╭─ Input
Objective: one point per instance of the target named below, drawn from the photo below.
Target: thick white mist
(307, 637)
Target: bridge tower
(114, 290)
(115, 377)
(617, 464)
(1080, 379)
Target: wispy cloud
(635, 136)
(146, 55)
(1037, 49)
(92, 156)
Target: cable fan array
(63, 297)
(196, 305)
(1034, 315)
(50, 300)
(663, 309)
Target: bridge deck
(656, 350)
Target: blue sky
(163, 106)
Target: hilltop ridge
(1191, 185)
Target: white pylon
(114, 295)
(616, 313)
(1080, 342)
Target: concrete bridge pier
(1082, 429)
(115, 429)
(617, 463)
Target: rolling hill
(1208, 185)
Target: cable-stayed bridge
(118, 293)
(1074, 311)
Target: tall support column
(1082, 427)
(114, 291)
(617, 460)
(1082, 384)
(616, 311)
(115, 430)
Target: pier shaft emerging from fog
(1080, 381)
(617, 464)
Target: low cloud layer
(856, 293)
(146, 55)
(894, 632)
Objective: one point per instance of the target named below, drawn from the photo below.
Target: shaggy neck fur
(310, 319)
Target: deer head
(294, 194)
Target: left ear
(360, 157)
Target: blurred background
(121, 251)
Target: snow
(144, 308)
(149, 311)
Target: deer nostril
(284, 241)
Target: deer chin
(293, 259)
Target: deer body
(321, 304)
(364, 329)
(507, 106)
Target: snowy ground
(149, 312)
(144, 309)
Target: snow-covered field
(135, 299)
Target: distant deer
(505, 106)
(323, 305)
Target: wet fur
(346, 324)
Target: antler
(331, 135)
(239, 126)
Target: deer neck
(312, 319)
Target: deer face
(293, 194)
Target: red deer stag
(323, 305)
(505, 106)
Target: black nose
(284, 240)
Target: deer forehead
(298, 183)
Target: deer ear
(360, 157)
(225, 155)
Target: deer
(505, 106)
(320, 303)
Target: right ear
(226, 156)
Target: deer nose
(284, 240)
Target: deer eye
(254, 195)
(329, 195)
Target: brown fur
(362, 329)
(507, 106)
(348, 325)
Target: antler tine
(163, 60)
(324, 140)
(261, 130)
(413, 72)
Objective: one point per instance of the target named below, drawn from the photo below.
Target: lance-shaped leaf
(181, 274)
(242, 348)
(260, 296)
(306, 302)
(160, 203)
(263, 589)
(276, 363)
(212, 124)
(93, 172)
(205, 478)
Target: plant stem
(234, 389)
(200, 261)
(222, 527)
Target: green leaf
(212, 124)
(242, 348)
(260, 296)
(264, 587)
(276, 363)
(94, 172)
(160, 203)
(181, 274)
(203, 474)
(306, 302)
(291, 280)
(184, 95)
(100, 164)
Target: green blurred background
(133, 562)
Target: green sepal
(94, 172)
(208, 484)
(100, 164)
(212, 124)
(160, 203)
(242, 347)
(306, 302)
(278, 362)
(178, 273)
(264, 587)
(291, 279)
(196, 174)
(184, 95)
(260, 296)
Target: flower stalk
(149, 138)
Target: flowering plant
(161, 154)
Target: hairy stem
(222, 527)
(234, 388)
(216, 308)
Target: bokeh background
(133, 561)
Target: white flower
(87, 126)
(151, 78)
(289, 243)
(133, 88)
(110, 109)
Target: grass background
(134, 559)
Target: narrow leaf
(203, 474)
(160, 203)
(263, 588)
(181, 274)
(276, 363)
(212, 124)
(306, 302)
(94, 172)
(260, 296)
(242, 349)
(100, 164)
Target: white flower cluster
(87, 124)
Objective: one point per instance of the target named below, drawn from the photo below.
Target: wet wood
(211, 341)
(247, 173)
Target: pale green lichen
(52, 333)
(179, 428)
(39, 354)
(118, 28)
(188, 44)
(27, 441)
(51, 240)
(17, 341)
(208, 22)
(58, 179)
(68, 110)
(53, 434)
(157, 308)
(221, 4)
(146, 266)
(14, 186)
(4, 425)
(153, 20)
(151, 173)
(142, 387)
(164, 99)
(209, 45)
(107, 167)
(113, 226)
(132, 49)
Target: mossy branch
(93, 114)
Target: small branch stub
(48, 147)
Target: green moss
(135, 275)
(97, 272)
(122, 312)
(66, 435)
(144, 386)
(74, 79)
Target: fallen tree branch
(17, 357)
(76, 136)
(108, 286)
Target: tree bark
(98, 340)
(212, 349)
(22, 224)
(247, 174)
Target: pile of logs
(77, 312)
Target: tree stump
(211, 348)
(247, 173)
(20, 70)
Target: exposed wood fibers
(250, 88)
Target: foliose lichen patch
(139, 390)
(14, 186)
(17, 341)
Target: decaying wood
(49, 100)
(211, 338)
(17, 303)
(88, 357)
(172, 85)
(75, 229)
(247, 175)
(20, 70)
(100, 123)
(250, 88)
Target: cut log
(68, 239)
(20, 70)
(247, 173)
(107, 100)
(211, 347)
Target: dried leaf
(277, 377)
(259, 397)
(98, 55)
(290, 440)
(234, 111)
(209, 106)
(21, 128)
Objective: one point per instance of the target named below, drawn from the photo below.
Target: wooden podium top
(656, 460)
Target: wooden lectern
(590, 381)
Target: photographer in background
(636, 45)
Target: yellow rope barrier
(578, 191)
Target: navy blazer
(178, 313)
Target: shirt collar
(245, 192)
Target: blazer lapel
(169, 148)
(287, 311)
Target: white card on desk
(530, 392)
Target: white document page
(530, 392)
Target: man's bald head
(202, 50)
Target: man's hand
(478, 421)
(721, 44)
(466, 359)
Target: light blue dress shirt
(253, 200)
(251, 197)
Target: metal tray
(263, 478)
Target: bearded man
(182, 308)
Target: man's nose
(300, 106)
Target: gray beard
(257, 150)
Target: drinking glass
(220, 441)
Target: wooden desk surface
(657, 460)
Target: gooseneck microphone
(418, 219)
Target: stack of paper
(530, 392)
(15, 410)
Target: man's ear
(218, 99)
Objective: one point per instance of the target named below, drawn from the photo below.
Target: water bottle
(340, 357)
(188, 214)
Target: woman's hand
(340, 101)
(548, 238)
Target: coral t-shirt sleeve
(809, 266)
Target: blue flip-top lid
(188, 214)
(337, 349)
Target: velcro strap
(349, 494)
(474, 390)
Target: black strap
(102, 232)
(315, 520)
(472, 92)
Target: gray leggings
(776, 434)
╰─
Copy all of the lines above without changing anything.

Objective: one point per instance of the target named below, drawn from the photo below.
Target: thick white mist
(307, 637)
Target: bridge tower
(114, 290)
(115, 377)
(617, 464)
(1080, 379)
Target: wispy cloud
(635, 136)
(146, 55)
(1037, 49)
(92, 156)
Target: cable fan array
(63, 297)
(196, 305)
(1034, 315)
(50, 300)
(663, 309)
Target: bridge deck
(656, 350)
Target: blue sky
(163, 106)
Target: hilltop ridge
(1191, 185)
Target: white pylon
(114, 295)
(616, 313)
(1080, 342)
Target: concrete bridge pier
(1082, 429)
(115, 429)
(617, 463)
Target: rolling hill
(1208, 185)
Target: cable-stayed bridge
(118, 293)
(1074, 311)
Target: tall support column
(1082, 427)
(114, 291)
(617, 460)
(1082, 384)
(616, 311)
(115, 430)
Target: pier shaft emerging from fog
(1080, 381)
(617, 464)
Target: low cloud layer
(856, 293)
(146, 55)
(894, 632)
Objective: one point per instance of the target named below, drawn from the photo below.
Target: shaggy neck fur
(310, 319)
Target: deer head
(294, 194)
Target: left ear
(360, 157)
Target: blurred background
(121, 251)
Target: snow
(144, 308)
(149, 311)
Target: deer nostril
(284, 241)
Target: deer chin
(293, 259)
Target: deer body
(321, 304)
(364, 329)
(507, 106)
Target: snowy ground
(149, 312)
(144, 309)
Target: snow-covered field
(135, 299)
Target: distant deer
(505, 106)
(323, 305)
Target: wet fur
(346, 324)
Target: antler
(331, 135)
(239, 126)
Target: deer neck
(312, 319)
Target: deer face
(293, 194)
Target: red deer stag
(323, 305)
(505, 106)
Target: black nose
(284, 240)
Target: deer forehead
(298, 183)
Target: deer ear
(360, 157)
(225, 155)
Target: deer
(505, 106)
(320, 303)
Target: right ear
(226, 156)
Target: deer nose
(284, 240)
Target: deer eye
(254, 195)
(329, 195)
Target: brown fur
(362, 329)
(507, 106)
(348, 325)
Target: antler tine
(163, 60)
(324, 140)
(261, 130)
(413, 72)
Objective: one point per instance of the target named below, drawn from the photo below.
Target: lance-shaped leaf
(181, 274)
(242, 348)
(260, 296)
(306, 302)
(160, 203)
(263, 589)
(276, 363)
(212, 124)
(93, 172)
(205, 478)
Target: plant stem
(234, 389)
(200, 261)
(222, 527)
Target: green leaf
(212, 124)
(242, 348)
(260, 296)
(264, 587)
(276, 363)
(94, 172)
(160, 203)
(181, 274)
(203, 474)
(306, 302)
(291, 280)
(184, 95)
(100, 164)
Target: green blurred background
(133, 562)
Target: green sepal
(94, 172)
(208, 484)
(100, 164)
(212, 124)
(160, 203)
(242, 347)
(306, 302)
(278, 362)
(178, 273)
(264, 587)
(291, 279)
(196, 174)
(184, 95)
(260, 296)
Target: flower stalk
(149, 138)
Target: flowering plant
(161, 154)
Target: hairy stem
(222, 527)
(234, 388)
(216, 308)
Target: bokeh background
(133, 561)
Target: white flower
(87, 126)
(151, 78)
(289, 243)
(133, 88)
(110, 109)
Target: grass background
(134, 559)
Target: narrow leaf
(203, 474)
(160, 203)
(263, 588)
(181, 274)
(276, 363)
(212, 124)
(306, 302)
(94, 172)
(260, 296)
(242, 349)
(100, 164)
Target: white flower cluster
(87, 124)
Objective: one point per instance of the target named below, drawn from the photo below.
Target: wet wood
(211, 341)
(247, 173)
Target: pale green lichen
(52, 333)
(179, 428)
(39, 354)
(118, 28)
(188, 44)
(27, 441)
(51, 240)
(17, 341)
(208, 22)
(58, 179)
(68, 110)
(53, 434)
(157, 308)
(221, 4)
(146, 266)
(14, 186)
(4, 425)
(153, 20)
(151, 173)
(142, 387)
(164, 99)
(209, 45)
(107, 167)
(113, 226)
(132, 49)
Target: mossy branch
(93, 114)
Target: small branch stub
(48, 147)
Target: green moss
(135, 275)
(97, 272)
(122, 312)
(66, 435)
(144, 386)
(74, 79)
Target: fallen tree branch
(17, 357)
(76, 136)
(108, 286)
Target: tree bark
(98, 340)
(212, 349)
(22, 224)
(247, 174)
Target: pile of logs
(77, 312)
Target: tree stump
(211, 348)
(247, 173)
(20, 70)
Target: exposed wood fibers
(250, 88)
Target: foliose lichen patch
(139, 390)
(14, 186)
(17, 341)
Target: decaying wood
(49, 100)
(211, 338)
(17, 303)
(88, 357)
(172, 85)
(75, 229)
(247, 175)
(20, 70)
(100, 123)
(250, 88)
Target: cut log
(68, 239)
(20, 70)
(247, 173)
(107, 100)
(211, 347)
Target: dried leaf
(277, 377)
(259, 397)
(98, 55)
(290, 440)
(234, 111)
(209, 106)
(21, 128)
Objective: one point per instance of the target named below, drawn from the photo below.
Target: wooden podium top
(656, 460)
Target: wooden lectern
(590, 381)
Target: photographer in background
(636, 45)
Target: yellow rope barrier
(578, 191)
Target: navy blazer
(178, 313)
Target: shirt collar
(245, 192)
Target: blazer lapel
(169, 148)
(287, 311)
Target: white card on desk
(530, 392)
Target: white document page
(530, 392)
Target: man's bald head
(202, 50)
Target: man's hand
(478, 421)
(721, 44)
(466, 359)
Target: light blue dress shirt
(253, 200)
(251, 197)
Target: metal tray
(263, 478)
Target: bearded man
(182, 308)
Target: man's nose
(300, 106)
Target: gray beard
(257, 150)
Target: drinking glass
(220, 441)
Target: wooden desk surface
(657, 460)
Target: gooseneck microphone
(418, 219)
Target: stack of paper
(530, 392)
(15, 410)
Target: man's ear
(218, 99)
Objective: one point per instance of the target named below, drawn from the photo below.
Target: water bottle
(340, 357)
(188, 214)
Target: woman's hand
(340, 101)
(548, 238)
Target: coral t-shirt sleeve
(809, 266)
Target: blue flip-top lid
(188, 214)
(337, 349)
Target: velcro strap
(349, 494)
(474, 390)
Target: black strap
(102, 232)
(315, 520)
(472, 92)
Target: gray leggings
(776, 434)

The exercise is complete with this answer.